## Problem requirements
Filter this data down to the lines that hold "hose", and copy them.

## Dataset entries
▼
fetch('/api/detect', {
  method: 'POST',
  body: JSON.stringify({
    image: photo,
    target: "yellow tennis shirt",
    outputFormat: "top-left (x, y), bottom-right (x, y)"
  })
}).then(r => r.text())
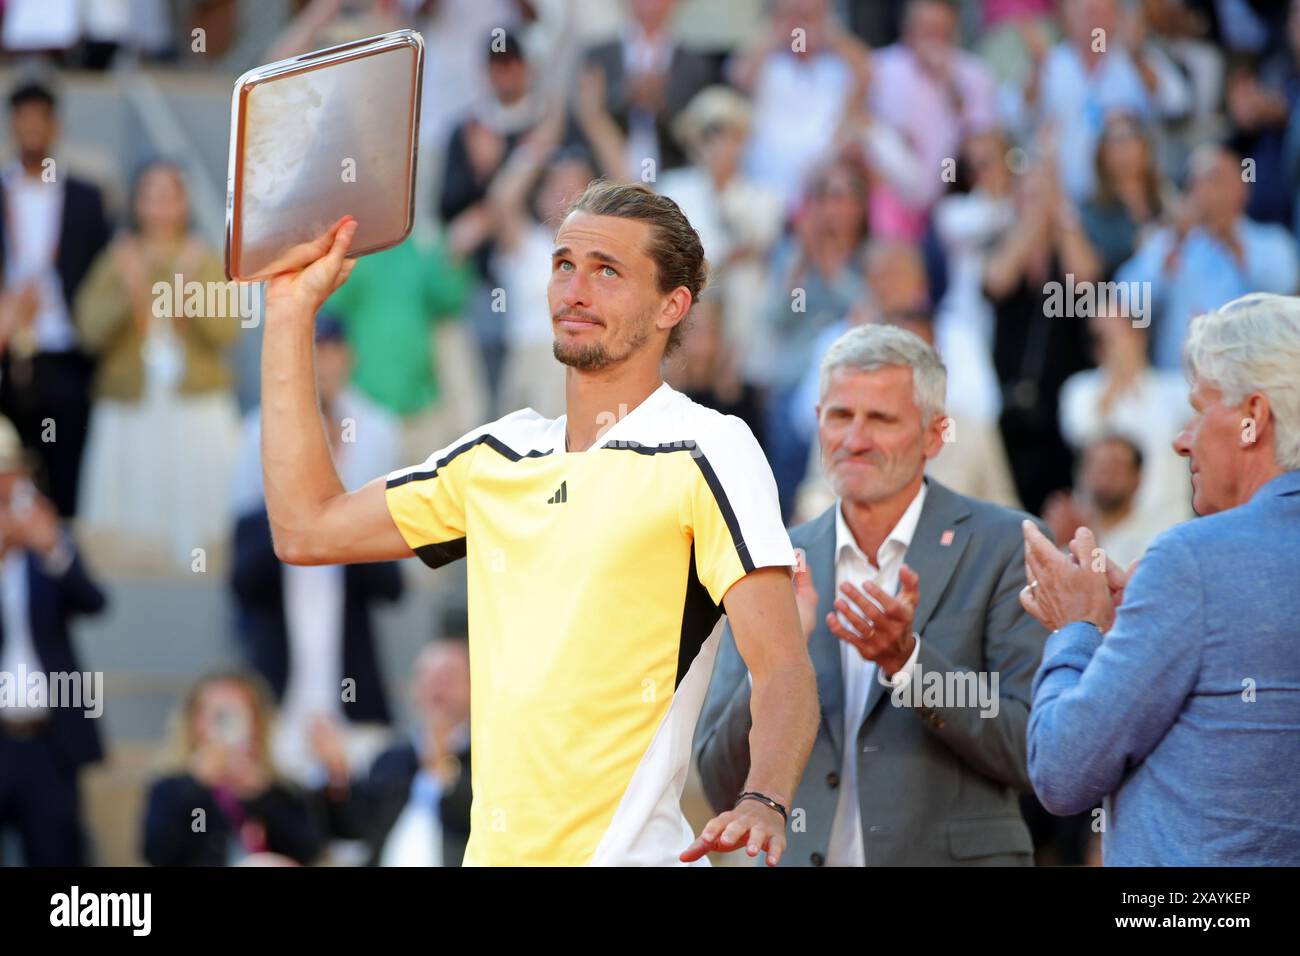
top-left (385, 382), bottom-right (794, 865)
▲
▼
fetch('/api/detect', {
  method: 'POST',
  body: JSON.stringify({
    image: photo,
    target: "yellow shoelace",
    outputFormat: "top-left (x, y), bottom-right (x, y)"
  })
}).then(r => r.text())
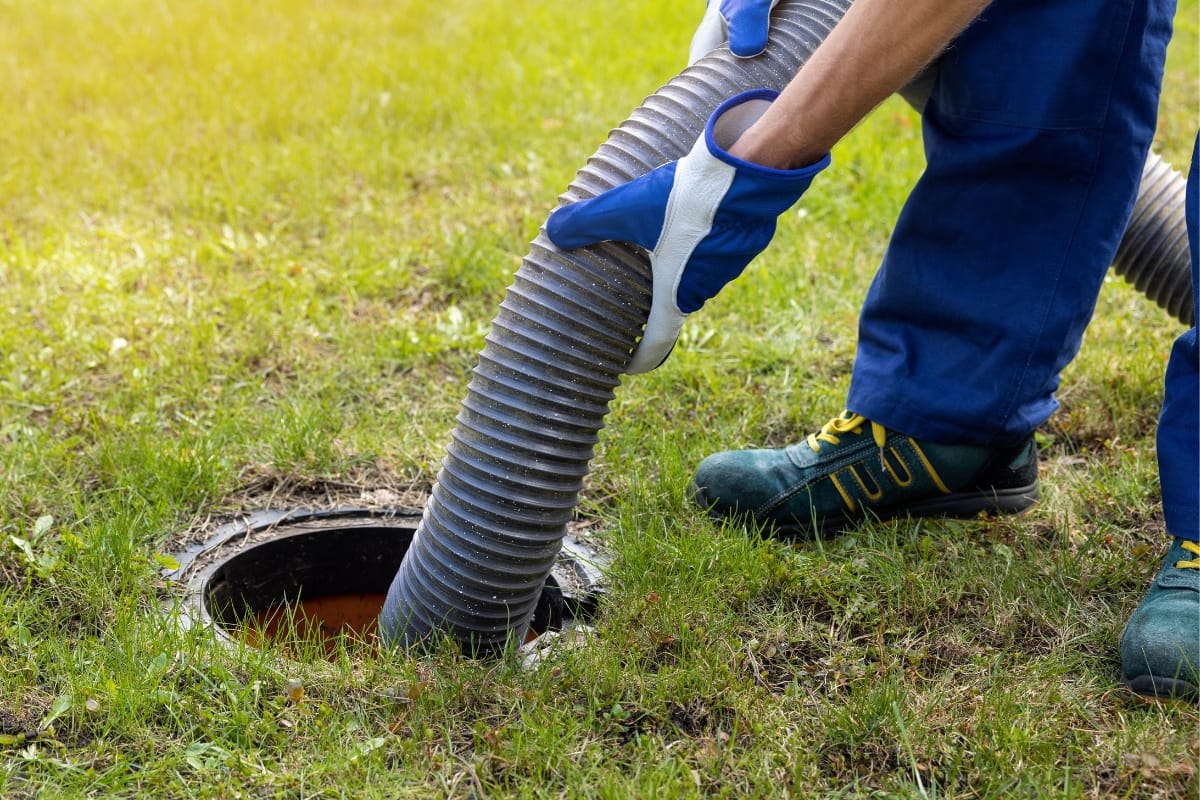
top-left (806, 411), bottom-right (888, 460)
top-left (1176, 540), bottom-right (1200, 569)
▲
▼
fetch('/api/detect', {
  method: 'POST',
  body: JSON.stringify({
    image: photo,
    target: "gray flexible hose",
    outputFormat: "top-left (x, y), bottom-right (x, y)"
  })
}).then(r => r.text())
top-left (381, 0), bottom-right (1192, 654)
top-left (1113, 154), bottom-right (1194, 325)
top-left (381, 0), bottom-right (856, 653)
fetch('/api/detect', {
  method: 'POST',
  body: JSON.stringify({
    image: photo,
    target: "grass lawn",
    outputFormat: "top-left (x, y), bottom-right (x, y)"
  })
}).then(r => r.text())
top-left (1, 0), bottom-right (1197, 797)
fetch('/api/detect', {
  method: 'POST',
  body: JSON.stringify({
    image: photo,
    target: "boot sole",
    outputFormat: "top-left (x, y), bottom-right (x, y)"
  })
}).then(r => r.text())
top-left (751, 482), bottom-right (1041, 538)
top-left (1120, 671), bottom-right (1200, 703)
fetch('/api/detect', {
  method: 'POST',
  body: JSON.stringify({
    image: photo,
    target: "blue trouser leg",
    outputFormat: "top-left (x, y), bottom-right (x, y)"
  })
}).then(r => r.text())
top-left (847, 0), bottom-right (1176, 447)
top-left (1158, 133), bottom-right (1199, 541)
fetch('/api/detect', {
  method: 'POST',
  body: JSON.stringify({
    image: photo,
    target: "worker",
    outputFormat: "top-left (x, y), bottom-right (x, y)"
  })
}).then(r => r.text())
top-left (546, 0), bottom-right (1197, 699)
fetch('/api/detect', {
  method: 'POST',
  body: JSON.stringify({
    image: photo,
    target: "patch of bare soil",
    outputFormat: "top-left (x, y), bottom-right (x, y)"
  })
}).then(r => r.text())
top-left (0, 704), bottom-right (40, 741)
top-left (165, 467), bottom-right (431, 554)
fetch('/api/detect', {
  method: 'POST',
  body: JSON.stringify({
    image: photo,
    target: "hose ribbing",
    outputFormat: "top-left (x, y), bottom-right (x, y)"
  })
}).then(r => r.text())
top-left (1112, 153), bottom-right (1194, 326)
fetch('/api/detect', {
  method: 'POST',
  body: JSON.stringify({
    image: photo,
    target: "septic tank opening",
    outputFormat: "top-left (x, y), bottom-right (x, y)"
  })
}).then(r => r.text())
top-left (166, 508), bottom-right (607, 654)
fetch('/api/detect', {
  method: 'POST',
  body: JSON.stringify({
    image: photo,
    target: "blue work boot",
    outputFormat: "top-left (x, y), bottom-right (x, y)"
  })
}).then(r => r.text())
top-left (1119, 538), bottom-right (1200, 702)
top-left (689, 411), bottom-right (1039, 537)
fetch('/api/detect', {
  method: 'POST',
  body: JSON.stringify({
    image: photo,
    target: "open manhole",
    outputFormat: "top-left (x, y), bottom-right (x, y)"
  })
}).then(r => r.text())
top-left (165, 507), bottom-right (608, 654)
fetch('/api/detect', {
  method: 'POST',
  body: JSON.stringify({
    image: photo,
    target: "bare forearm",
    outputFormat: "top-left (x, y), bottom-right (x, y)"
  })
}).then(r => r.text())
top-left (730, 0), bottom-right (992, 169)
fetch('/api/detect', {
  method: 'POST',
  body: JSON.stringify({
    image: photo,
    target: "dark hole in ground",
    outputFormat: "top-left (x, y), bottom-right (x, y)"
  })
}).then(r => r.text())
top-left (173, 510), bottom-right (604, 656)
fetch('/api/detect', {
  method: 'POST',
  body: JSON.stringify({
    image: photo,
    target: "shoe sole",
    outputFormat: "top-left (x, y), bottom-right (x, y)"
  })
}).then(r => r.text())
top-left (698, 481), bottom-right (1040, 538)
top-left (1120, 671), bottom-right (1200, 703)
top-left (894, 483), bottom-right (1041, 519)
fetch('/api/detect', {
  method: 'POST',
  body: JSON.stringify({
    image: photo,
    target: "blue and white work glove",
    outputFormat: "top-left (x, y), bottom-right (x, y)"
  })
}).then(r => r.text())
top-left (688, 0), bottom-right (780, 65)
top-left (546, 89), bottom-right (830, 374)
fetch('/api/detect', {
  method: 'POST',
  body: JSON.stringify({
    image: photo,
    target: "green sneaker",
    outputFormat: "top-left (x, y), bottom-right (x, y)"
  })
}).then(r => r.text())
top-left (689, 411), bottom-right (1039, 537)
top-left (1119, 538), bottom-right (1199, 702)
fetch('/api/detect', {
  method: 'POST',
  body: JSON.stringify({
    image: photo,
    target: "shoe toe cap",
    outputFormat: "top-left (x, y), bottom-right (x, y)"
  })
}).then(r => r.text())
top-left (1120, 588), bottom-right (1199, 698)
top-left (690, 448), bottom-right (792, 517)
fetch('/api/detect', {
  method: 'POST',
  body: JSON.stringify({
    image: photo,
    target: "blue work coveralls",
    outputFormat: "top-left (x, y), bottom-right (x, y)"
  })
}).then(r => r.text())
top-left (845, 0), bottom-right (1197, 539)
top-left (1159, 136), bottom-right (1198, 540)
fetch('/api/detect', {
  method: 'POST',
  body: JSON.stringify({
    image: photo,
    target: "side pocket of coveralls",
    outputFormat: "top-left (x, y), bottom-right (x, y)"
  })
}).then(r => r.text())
▲
## Answer to this exercise
    target: "gray flexible hose",
    target: "hose ribbing",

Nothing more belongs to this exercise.